### YOUR GOAL
From the line with "Target: building with curved roof" to the final line, print the records exactly as they are.

——

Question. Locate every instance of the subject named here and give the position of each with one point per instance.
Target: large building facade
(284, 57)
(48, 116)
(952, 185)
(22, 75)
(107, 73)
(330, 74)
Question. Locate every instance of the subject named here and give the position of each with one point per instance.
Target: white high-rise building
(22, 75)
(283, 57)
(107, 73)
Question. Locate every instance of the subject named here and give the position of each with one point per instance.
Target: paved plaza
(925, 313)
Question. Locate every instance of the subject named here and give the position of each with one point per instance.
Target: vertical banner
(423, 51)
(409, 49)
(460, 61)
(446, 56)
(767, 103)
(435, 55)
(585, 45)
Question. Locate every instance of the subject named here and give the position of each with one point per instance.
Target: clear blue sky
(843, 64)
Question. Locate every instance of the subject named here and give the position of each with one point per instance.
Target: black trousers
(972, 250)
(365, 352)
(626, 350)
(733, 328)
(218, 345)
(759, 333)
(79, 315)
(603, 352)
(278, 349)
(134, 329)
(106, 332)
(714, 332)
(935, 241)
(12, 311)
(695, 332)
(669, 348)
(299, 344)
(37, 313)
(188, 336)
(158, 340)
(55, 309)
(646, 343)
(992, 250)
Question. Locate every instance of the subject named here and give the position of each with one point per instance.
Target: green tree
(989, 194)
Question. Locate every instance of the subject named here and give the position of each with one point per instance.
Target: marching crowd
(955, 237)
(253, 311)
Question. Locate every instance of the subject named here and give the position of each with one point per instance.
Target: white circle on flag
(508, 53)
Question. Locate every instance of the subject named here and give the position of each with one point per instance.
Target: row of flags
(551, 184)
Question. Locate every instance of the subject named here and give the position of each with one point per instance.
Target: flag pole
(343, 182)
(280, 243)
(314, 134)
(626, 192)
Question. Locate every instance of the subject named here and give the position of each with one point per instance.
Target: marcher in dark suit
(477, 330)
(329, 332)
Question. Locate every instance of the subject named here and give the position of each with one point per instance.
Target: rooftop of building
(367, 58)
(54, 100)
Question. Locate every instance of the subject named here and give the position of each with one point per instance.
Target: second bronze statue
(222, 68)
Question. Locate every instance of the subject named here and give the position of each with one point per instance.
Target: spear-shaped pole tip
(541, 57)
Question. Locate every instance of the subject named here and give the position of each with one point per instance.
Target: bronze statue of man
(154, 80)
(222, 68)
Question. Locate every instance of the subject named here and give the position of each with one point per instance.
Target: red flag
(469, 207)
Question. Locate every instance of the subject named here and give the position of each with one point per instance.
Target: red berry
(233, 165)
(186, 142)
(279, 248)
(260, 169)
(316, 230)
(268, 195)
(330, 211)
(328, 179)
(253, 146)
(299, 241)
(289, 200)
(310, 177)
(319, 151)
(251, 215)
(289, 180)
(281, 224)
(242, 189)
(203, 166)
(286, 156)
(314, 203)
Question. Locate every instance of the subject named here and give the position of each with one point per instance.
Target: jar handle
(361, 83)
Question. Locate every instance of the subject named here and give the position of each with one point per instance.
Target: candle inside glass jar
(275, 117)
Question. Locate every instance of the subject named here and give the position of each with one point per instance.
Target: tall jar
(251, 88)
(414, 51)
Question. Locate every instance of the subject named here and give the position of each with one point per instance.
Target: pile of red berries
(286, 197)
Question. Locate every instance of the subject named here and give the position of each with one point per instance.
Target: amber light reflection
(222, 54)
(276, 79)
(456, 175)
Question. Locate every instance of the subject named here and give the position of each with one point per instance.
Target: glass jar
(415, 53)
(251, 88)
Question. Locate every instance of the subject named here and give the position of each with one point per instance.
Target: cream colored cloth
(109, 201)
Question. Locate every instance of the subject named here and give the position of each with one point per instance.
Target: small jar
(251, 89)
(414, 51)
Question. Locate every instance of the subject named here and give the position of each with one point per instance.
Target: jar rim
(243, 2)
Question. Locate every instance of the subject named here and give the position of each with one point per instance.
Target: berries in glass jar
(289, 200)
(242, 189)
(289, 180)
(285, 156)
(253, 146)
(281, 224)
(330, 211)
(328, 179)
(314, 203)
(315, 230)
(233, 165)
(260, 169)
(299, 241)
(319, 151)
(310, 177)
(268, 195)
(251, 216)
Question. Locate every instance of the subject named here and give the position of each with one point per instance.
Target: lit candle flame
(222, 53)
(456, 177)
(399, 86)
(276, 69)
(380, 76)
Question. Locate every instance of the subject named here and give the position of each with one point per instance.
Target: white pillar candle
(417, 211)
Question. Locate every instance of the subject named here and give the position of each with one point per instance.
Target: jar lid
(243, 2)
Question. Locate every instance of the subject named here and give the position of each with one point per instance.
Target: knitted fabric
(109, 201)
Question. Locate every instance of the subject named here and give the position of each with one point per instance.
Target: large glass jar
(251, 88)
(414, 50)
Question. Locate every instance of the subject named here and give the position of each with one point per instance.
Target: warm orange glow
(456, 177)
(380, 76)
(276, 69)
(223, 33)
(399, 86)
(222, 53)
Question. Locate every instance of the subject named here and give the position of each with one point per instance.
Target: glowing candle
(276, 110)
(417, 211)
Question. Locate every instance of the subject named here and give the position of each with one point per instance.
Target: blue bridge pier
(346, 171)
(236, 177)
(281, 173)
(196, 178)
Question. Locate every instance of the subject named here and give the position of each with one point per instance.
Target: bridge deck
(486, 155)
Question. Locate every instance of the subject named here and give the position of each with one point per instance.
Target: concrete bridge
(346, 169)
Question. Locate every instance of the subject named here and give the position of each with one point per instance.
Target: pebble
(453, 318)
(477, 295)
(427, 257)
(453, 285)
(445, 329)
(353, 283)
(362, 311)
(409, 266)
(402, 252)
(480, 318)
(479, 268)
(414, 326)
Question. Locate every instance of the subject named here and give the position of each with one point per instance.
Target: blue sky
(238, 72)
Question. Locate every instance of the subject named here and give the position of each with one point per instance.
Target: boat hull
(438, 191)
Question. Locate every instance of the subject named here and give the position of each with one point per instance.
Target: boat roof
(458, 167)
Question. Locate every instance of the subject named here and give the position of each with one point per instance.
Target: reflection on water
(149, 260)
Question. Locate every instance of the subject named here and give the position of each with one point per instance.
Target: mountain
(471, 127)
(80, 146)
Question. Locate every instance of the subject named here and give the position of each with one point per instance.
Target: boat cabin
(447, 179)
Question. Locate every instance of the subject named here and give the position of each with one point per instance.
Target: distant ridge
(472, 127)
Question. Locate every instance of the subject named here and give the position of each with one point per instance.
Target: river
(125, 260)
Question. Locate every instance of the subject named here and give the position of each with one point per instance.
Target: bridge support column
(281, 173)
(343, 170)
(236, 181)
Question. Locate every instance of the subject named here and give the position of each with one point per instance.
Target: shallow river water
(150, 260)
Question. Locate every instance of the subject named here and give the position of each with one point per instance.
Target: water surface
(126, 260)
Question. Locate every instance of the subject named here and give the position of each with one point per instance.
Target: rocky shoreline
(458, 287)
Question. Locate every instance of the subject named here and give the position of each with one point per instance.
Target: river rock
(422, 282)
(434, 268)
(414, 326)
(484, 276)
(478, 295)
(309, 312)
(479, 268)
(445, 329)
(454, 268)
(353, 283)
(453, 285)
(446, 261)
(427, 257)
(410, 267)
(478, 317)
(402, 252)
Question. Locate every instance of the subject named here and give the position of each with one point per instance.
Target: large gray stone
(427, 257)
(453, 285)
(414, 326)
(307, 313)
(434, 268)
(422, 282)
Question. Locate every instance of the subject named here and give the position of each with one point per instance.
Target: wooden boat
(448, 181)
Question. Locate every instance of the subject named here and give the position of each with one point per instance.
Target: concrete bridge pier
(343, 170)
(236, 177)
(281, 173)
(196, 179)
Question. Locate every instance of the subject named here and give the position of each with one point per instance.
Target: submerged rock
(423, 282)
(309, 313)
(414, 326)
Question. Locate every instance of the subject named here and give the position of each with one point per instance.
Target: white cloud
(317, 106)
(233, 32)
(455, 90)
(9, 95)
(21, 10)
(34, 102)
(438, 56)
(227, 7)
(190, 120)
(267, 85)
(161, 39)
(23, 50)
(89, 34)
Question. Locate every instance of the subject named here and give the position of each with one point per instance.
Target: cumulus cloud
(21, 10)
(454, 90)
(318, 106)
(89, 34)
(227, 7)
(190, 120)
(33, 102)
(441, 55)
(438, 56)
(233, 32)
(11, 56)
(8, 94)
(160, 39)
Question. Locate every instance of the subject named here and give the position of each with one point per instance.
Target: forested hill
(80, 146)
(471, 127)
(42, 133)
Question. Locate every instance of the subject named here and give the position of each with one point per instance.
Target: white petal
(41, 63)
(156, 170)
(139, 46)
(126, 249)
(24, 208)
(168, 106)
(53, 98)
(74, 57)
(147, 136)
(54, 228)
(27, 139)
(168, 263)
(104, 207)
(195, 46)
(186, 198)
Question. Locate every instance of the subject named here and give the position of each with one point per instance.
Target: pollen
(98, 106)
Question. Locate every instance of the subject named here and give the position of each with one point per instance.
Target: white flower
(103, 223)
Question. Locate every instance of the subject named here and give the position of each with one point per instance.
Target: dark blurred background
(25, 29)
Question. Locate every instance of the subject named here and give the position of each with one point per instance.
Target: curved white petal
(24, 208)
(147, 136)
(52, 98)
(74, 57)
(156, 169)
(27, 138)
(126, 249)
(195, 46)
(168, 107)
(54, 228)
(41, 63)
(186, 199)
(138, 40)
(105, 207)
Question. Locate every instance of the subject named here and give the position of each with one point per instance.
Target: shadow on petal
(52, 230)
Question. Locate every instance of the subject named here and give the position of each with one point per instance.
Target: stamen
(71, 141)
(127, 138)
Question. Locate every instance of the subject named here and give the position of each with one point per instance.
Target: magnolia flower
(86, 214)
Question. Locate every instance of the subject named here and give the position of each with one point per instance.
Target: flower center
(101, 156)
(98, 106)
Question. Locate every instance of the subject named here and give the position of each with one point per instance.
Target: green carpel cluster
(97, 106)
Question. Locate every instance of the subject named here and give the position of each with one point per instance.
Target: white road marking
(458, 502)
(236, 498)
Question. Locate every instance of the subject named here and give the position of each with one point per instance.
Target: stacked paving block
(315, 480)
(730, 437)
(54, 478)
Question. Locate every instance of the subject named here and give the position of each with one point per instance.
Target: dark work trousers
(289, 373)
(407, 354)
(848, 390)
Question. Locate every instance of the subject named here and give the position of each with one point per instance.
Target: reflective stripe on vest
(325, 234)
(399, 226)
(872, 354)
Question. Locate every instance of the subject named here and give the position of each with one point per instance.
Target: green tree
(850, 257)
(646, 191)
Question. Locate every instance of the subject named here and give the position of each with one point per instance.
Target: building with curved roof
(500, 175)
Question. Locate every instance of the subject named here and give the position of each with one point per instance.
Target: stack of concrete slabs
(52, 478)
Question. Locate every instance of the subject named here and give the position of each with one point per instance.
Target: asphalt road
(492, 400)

——

### WRITTEN REPLY
Target: building with curved roof
(500, 175)
Question. Locate every instance of the subject named here and give the position of each with one point per instance.
Target: stack of concrete slabs
(52, 478)
Question. Locate every instance of the subject named here and give the position of each with one point per instance.
Target: asphalt road
(492, 400)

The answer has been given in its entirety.